• [PROBLEM]: Starting with the line that contains "# point at: white painted post", return every line through the end of the listing below exactly as written. Omit the pictures.

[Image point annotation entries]
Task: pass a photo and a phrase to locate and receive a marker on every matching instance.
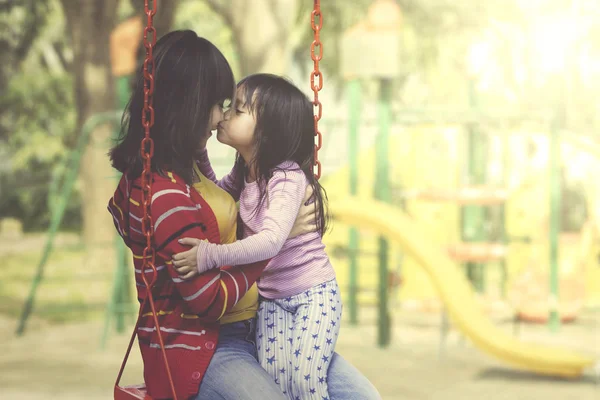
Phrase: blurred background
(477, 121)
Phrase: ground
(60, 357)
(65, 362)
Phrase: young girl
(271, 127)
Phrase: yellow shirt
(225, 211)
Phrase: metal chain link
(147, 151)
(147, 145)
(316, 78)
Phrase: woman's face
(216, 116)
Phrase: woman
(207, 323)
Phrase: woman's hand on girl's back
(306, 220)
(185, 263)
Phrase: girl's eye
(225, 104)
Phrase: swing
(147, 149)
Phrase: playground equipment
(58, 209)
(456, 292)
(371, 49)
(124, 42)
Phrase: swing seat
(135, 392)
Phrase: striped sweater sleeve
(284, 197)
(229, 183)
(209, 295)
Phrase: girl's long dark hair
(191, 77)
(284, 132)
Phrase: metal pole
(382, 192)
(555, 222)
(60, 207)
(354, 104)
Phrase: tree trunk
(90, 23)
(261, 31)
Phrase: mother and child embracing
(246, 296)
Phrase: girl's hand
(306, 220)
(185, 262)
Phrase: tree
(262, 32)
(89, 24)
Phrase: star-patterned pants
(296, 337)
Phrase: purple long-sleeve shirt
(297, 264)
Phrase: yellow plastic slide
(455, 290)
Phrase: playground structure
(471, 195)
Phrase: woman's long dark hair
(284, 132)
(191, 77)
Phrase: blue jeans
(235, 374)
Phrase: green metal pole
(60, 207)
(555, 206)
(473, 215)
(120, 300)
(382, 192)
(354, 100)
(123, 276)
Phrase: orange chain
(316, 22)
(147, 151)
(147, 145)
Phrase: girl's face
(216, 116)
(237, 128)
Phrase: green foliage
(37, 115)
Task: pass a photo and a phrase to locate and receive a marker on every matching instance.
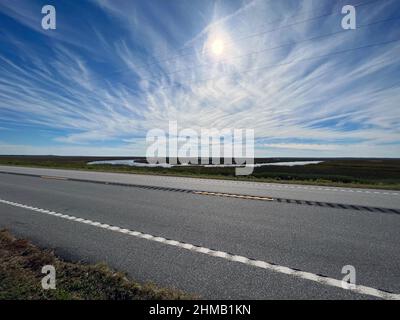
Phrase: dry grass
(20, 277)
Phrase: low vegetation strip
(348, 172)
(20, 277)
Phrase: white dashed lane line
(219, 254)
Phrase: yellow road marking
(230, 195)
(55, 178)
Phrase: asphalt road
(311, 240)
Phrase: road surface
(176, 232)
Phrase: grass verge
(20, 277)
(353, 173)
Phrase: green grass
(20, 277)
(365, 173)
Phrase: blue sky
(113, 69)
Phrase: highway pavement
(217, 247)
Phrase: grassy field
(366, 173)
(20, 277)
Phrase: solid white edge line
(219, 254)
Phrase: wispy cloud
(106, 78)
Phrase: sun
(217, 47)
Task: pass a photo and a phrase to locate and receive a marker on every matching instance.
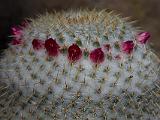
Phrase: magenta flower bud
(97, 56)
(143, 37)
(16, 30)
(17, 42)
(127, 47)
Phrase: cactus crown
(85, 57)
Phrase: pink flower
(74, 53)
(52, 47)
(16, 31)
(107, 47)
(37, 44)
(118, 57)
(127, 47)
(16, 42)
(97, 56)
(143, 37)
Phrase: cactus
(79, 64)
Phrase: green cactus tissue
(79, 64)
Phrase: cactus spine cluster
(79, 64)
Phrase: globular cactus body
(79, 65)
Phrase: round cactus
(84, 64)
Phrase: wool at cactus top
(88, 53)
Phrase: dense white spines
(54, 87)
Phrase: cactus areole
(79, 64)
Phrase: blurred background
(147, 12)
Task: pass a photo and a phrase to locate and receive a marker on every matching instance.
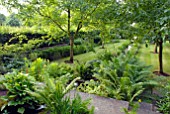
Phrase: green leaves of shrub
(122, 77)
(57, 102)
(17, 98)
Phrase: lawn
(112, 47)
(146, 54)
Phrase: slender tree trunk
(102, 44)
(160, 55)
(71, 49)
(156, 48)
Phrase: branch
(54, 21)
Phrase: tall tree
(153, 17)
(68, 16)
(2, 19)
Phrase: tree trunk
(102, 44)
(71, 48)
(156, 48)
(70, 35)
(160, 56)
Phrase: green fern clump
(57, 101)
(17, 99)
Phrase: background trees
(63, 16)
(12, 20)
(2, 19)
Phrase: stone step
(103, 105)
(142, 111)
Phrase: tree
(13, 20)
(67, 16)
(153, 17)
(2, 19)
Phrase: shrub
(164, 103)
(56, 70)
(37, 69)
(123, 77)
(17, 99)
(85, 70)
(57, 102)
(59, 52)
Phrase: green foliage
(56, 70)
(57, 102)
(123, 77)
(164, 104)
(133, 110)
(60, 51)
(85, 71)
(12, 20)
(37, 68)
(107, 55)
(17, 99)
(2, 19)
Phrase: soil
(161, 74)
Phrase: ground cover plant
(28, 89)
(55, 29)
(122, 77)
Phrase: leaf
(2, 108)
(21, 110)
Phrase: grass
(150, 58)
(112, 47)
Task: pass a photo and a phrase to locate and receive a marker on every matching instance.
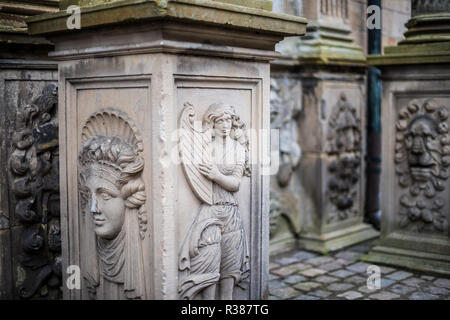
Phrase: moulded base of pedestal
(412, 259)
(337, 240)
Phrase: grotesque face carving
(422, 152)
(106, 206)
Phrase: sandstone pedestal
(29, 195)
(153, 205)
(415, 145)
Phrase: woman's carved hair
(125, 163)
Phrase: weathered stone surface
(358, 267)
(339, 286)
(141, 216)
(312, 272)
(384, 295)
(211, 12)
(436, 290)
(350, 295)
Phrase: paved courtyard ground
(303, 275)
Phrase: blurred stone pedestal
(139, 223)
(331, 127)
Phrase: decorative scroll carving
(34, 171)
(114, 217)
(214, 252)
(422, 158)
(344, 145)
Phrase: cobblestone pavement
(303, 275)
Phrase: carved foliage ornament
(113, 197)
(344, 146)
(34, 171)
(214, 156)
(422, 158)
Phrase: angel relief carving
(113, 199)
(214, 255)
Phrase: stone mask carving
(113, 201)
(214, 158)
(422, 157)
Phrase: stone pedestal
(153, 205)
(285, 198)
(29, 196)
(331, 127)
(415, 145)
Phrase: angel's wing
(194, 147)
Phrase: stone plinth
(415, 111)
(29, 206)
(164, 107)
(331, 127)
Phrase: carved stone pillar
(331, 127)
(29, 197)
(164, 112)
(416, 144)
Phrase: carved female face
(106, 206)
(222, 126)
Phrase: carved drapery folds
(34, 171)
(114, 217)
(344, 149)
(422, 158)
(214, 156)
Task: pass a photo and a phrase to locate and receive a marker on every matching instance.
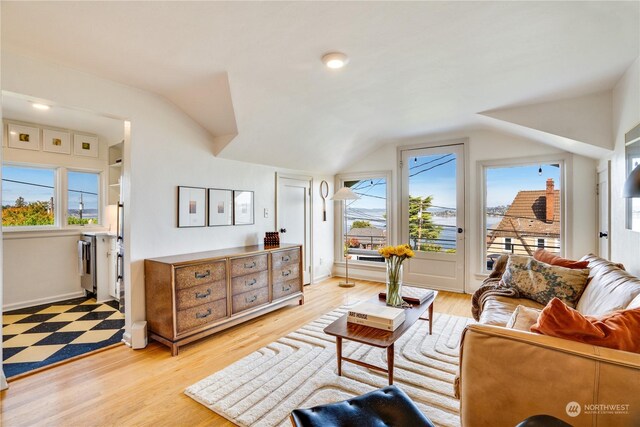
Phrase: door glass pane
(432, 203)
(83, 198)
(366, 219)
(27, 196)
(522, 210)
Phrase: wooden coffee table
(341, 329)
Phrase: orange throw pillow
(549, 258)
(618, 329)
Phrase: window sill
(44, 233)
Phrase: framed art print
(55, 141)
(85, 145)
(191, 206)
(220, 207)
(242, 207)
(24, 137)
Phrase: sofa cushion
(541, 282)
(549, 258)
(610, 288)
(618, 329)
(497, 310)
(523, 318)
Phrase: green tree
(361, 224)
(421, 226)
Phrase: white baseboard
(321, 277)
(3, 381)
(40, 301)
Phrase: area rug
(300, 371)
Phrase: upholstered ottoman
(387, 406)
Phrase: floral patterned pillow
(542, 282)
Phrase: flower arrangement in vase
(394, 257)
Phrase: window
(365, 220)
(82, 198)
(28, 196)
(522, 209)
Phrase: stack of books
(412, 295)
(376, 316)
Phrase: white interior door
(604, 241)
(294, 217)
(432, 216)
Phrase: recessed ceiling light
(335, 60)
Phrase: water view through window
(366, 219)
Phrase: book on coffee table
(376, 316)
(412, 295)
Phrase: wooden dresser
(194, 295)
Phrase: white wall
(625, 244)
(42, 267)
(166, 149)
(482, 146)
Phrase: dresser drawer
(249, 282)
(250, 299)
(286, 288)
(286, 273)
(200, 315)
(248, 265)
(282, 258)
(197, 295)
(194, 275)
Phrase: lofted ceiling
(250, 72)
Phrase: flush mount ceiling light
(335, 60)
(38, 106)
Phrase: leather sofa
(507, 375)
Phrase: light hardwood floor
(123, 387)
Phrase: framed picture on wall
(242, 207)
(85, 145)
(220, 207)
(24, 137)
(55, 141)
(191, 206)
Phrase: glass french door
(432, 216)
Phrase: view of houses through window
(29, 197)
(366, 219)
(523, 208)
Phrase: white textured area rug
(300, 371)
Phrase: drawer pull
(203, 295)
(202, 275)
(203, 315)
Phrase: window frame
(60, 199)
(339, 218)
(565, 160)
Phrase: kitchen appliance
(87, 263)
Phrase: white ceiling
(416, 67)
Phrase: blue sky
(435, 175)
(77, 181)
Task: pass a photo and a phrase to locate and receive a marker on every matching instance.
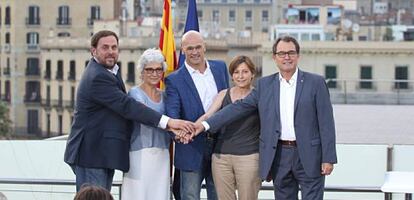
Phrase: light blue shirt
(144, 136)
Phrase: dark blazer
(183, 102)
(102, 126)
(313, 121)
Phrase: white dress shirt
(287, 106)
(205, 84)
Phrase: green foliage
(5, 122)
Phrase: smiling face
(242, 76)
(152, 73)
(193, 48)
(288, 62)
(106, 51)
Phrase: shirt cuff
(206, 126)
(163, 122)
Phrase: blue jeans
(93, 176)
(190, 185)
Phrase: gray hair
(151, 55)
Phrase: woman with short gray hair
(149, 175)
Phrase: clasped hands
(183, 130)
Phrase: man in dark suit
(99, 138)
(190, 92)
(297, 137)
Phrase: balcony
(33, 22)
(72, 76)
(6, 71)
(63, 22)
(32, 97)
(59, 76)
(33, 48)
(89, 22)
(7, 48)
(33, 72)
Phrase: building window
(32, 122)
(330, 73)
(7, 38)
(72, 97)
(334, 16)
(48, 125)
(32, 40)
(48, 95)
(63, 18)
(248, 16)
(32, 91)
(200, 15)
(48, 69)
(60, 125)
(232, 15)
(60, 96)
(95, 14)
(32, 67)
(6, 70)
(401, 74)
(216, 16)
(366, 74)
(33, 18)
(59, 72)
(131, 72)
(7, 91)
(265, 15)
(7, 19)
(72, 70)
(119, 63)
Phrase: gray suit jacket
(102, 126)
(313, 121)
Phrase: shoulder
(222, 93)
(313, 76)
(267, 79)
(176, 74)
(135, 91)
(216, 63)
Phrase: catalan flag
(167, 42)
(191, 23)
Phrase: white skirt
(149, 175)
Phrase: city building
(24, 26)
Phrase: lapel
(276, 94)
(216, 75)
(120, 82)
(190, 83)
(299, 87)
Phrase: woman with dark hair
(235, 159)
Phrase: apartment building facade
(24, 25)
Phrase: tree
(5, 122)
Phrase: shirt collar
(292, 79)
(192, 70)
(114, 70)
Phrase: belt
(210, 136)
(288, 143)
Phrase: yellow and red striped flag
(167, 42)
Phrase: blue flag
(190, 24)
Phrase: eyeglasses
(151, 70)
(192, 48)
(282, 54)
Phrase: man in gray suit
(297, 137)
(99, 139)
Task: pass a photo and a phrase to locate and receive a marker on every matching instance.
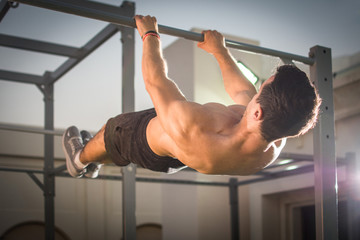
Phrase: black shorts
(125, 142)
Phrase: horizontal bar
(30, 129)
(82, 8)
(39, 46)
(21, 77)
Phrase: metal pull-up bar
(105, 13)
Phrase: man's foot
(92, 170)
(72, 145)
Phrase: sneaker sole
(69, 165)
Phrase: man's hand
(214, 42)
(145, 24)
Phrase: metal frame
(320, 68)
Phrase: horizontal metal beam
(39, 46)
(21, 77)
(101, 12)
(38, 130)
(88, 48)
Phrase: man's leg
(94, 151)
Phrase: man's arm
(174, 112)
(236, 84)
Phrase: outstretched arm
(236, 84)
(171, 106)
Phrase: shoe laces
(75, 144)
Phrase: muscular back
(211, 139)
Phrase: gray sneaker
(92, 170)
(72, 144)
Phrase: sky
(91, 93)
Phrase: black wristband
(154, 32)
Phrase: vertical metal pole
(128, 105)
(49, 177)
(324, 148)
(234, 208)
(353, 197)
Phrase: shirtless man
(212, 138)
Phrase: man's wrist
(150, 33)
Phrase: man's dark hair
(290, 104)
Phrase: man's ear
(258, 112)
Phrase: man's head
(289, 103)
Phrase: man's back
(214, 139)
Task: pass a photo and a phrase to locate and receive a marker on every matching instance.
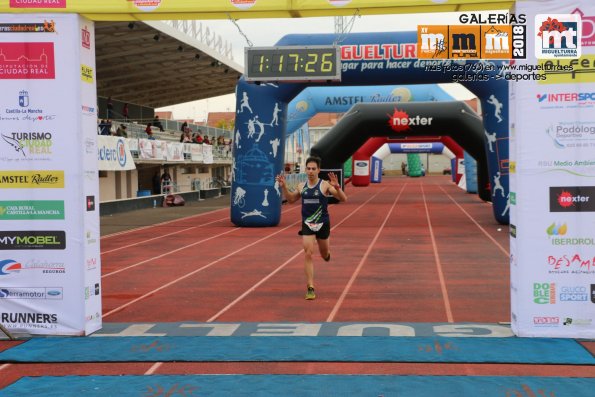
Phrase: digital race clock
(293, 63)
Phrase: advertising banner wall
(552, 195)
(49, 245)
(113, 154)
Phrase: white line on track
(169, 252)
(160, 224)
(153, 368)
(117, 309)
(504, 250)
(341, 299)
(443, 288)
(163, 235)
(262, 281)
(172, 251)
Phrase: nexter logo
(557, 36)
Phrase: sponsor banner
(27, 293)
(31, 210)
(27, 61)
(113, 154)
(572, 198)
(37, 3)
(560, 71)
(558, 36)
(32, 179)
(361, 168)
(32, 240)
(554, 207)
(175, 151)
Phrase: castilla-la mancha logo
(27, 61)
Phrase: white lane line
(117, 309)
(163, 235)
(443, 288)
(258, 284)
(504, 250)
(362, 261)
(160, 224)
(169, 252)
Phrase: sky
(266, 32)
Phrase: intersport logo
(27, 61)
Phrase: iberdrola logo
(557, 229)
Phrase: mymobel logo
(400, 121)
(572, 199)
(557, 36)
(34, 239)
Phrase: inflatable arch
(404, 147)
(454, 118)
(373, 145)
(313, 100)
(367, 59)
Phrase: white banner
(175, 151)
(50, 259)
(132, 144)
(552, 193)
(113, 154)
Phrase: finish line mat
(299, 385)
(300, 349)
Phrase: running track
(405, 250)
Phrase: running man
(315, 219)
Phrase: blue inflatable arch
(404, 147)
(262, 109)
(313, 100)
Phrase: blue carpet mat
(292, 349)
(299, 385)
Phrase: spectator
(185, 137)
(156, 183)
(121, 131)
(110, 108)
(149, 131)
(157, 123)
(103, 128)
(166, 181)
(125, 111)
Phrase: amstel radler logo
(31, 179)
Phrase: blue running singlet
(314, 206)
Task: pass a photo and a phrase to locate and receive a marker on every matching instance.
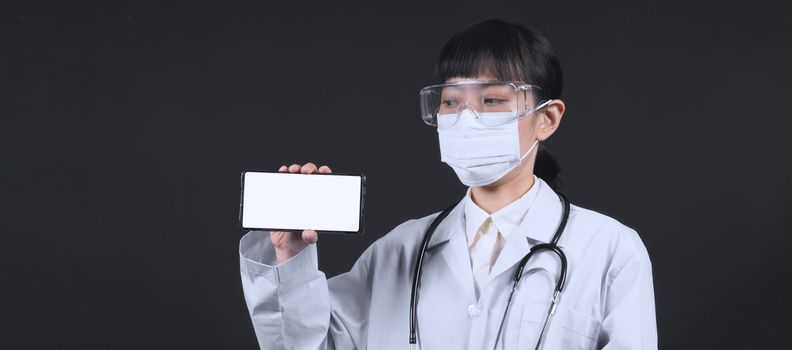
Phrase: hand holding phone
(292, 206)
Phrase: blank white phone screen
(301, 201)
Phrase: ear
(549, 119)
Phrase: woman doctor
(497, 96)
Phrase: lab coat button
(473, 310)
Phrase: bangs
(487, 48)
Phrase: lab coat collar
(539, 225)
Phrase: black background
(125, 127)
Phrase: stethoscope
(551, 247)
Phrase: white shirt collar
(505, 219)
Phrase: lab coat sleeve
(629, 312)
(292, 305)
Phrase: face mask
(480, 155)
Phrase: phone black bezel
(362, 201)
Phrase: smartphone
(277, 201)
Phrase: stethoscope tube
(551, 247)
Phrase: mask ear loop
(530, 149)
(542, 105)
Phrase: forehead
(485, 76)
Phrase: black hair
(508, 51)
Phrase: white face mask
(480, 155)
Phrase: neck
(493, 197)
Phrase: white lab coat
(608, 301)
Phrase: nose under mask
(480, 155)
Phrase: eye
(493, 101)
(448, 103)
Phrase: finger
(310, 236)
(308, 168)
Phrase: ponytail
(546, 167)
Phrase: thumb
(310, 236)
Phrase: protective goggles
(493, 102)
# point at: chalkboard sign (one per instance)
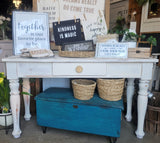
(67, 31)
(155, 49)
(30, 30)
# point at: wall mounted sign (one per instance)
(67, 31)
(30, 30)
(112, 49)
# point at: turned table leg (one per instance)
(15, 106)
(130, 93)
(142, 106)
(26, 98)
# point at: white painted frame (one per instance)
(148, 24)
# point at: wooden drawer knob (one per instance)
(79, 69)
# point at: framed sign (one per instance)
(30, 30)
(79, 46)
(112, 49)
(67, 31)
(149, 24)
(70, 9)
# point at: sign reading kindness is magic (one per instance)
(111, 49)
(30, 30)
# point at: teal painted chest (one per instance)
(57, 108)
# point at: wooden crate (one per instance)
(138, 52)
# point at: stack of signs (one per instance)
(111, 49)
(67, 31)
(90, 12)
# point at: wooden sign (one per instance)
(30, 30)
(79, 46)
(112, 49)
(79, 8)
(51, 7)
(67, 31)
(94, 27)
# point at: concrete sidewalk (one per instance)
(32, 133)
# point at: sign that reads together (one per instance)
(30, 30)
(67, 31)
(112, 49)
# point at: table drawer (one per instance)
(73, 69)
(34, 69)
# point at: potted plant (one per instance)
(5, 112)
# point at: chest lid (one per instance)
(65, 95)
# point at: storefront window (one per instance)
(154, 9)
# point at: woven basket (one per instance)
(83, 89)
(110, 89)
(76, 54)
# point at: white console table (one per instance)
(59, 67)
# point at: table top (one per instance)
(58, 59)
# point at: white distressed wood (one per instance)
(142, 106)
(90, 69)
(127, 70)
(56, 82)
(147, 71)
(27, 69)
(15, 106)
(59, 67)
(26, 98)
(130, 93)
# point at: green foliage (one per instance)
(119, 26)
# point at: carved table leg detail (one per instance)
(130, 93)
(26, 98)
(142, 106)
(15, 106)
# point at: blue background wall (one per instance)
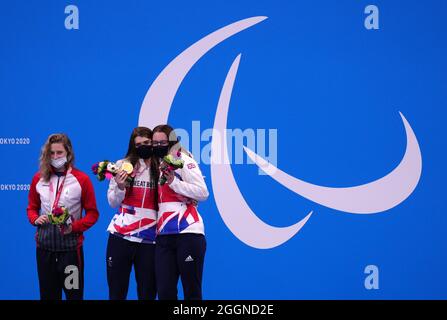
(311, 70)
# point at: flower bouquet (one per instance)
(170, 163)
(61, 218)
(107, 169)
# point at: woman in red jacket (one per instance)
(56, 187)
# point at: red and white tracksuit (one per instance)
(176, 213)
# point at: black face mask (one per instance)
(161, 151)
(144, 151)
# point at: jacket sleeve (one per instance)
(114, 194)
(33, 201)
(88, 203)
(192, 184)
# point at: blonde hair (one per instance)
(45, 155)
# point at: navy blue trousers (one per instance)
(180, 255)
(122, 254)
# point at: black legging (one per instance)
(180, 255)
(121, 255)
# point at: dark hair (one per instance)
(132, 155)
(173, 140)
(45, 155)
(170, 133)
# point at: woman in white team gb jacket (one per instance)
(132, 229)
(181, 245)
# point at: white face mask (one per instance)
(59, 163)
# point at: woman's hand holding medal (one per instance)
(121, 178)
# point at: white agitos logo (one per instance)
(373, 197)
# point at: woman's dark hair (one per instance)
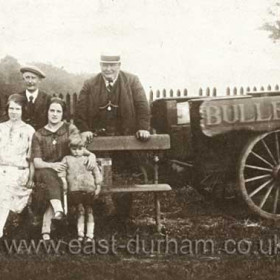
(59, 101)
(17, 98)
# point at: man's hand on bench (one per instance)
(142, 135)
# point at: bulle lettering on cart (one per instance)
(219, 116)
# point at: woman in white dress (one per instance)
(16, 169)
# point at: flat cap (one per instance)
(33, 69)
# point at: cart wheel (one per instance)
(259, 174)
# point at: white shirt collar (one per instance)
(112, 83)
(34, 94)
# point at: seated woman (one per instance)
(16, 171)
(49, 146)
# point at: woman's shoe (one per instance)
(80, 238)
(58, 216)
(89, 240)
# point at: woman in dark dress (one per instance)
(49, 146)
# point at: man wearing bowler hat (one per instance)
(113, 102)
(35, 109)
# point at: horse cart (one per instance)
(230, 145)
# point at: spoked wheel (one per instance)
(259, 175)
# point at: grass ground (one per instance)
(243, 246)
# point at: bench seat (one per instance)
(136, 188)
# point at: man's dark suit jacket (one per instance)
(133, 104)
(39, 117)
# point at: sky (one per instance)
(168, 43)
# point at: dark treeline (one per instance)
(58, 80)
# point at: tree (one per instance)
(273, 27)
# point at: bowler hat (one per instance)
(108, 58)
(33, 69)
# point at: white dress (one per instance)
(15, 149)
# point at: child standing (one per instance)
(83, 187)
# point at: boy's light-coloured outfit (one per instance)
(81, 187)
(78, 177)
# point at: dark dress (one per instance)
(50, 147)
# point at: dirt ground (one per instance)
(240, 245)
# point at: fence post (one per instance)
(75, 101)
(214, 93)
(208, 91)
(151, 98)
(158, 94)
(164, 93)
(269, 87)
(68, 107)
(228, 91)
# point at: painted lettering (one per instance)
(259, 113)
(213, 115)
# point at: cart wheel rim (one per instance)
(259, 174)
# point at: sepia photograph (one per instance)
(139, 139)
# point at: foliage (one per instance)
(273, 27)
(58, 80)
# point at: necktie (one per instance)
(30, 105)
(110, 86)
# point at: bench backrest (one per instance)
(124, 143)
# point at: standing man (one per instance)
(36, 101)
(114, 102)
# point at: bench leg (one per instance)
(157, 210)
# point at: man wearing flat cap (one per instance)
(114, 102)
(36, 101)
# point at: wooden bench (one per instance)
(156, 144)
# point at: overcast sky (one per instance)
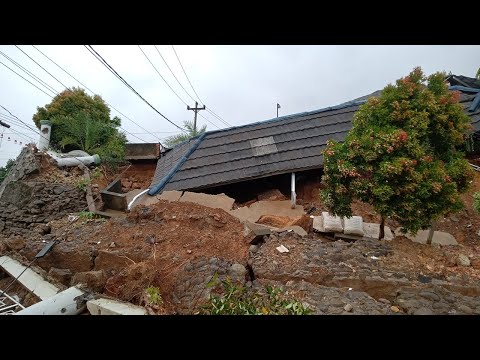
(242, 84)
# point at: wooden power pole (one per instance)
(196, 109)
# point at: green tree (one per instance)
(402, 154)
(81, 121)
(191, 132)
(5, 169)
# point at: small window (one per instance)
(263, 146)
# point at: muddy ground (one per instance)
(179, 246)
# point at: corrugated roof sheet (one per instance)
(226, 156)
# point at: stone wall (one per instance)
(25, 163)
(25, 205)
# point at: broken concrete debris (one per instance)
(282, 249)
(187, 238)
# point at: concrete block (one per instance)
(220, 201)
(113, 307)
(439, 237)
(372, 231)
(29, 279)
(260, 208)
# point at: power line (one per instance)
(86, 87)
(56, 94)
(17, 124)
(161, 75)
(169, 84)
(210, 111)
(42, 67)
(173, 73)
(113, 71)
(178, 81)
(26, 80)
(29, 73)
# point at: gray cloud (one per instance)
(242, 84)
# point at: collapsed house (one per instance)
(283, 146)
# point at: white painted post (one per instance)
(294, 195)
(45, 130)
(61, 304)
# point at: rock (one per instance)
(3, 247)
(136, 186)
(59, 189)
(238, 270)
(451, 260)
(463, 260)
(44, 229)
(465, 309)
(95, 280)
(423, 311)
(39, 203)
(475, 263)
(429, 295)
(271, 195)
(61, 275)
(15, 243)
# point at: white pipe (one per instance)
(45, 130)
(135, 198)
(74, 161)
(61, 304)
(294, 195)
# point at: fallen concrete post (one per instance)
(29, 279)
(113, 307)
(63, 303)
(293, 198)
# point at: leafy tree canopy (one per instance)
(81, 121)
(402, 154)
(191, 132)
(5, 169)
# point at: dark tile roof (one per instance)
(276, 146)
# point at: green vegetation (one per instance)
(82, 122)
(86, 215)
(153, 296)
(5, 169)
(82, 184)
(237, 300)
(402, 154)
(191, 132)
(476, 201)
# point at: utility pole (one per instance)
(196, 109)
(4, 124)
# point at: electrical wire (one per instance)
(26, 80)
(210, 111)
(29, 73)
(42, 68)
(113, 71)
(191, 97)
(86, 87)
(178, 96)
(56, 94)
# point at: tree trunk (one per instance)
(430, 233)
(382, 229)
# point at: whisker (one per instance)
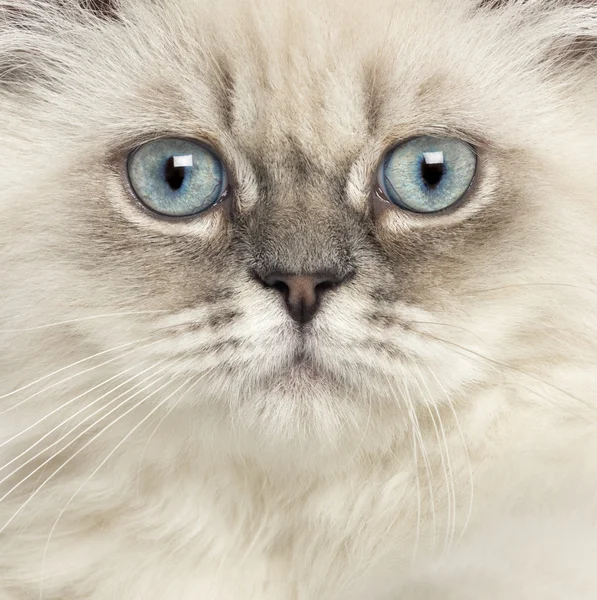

• [THE RESPONSE]:
# point at: white painted post (one per instance)
(294, 195)
(45, 130)
(61, 304)
# point at: rock (one per instance)
(3, 247)
(136, 186)
(59, 189)
(238, 270)
(451, 260)
(463, 260)
(44, 229)
(465, 309)
(95, 280)
(423, 311)
(39, 203)
(475, 263)
(429, 295)
(271, 195)
(61, 275)
(15, 243)
# point at: white pipe (one per instance)
(45, 130)
(135, 198)
(74, 161)
(61, 304)
(294, 195)
# point at: fallen concrete post (one per instance)
(29, 279)
(113, 307)
(63, 303)
(293, 198)
# point at: leafy tree canopy (one per instance)
(81, 121)
(402, 154)
(191, 132)
(5, 169)
# point at: dark tile roof (one per instance)
(276, 146)
# point at: green vegetation (one per instance)
(82, 122)
(86, 215)
(153, 296)
(5, 169)
(82, 184)
(237, 300)
(402, 154)
(191, 132)
(476, 201)
# point at: utility pole (one per instance)
(196, 109)
(4, 124)
# point at: electrical wire (one per instance)
(26, 80)
(210, 111)
(29, 73)
(42, 68)
(113, 71)
(191, 97)
(86, 87)
(178, 96)
(56, 94)
# point at: tree trunk (one per instance)
(430, 233)
(382, 229)
# point at: whisker (one per instance)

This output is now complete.